**Information supplied**
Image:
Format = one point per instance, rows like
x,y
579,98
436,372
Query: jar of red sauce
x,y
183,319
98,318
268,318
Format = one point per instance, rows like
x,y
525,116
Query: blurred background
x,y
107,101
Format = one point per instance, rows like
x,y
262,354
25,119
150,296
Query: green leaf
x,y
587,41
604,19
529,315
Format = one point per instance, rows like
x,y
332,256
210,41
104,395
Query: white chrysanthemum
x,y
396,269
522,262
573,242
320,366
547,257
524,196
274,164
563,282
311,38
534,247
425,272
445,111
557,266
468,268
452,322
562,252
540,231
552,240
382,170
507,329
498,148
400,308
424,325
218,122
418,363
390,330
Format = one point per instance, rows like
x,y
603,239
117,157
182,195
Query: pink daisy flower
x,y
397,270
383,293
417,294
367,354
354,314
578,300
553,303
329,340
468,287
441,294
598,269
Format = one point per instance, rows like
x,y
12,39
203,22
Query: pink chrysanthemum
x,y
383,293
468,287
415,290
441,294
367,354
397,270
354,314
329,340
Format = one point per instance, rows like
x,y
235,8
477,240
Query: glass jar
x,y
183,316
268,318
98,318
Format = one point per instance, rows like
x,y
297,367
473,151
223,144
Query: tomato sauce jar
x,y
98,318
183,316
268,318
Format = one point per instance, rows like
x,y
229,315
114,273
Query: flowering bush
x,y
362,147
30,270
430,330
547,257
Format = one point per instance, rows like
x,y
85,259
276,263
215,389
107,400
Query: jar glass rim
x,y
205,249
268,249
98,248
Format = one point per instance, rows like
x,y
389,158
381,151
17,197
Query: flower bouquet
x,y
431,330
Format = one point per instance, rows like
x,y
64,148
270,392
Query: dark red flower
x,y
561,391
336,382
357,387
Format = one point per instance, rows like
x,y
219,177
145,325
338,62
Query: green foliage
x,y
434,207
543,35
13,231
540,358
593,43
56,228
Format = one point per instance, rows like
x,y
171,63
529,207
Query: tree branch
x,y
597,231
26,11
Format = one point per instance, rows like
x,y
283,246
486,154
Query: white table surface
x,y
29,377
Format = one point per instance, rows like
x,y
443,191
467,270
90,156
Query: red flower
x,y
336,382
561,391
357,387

**Prompt**
Print all of the entries exactly as they appear.

**Response below**
Image:
Format = one point per instance, rows like
x,y
579,98
436,372
Query: jar of red sauce
x,y
183,319
98,318
268,318
Format = one point per instance, rows like
x,y
525,116
Query: blurred background
x,y
107,101
Format = one point per instance, rows like
x,y
262,354
25,119
150,296
Query: green leaf
x,y
587,41
604,19
529,315
Format = one point per instance, rows like
x,y
332,256
210,41
104,395
Query: white chrysanthemum
x,y
396,269
522,262
573,242
320,366
547,257
524,196
274,164
563,282
311,38
534,247
425,272
445,111
557,266
468,268
452,322
562,252
540,231
552,240
382,170
507,329
498,148
400,308
424,325
218,122
418,363
390,330
Format = one point per instance, rows like
x,y
603,239
117,157
182,195
Query: pink daisy flower
x,y
397,270
383,293
417,294
367,354
354,314
578,300
553,303
329,340
468,287
441,294
598,269
Format = one point per instance, rows like
x,y
12,39
203,22
Query: pink chrysanthemum
x,y
383,293
468,287
415,290
441,294
367,354
397,270
354,314
329,340
Format = one point per instance, rows like
x,y
235,8
477,240
Query: glass jar
x,y
183,316
268,318
98,318
Format = one point per instance, rows like
x,y
297,367
473,151
223,144
Query: tomato sauce jar
x,y
98,318
183,316
268,318
Format = one point per instance, rows like
x,y
229,315
114,273
Query: flowering bush
x,y
362,147
30,270
430,330
547,257
Format = one point per instance, rows like
x,y
85,259
276,263
215,389
107,400
Query: jar glass rim
x,y
205,249
268,249
98,248
Format = one point per instance, rows like
x,y
389,158
381,151
17,197
Query: flower bouquet
x,y
431,330
Format = one point per instance, rows like
x,y
64,148
270,392
Query: dark red flower
x,y
561,391
336,382
357,387
Format = one point per instance, rows like
x,y
219,177
145,325
338,62
Query: green foliage
x,y
434,207
543,35
13,231
540,358
593,43
56,228
Format = one point per instance, rows like
x,y
171,63
529,207
Query: tree branch
x,y
597,231
26,11
Format = one point per instance, rows like
x,y
283,246
486,154
Query: white table surface
x,y
29,377
Format = one point per instance, rows like
x,y
443,191
467,270
90,156
Query: red flower
x,y
336,382
561,391
357,387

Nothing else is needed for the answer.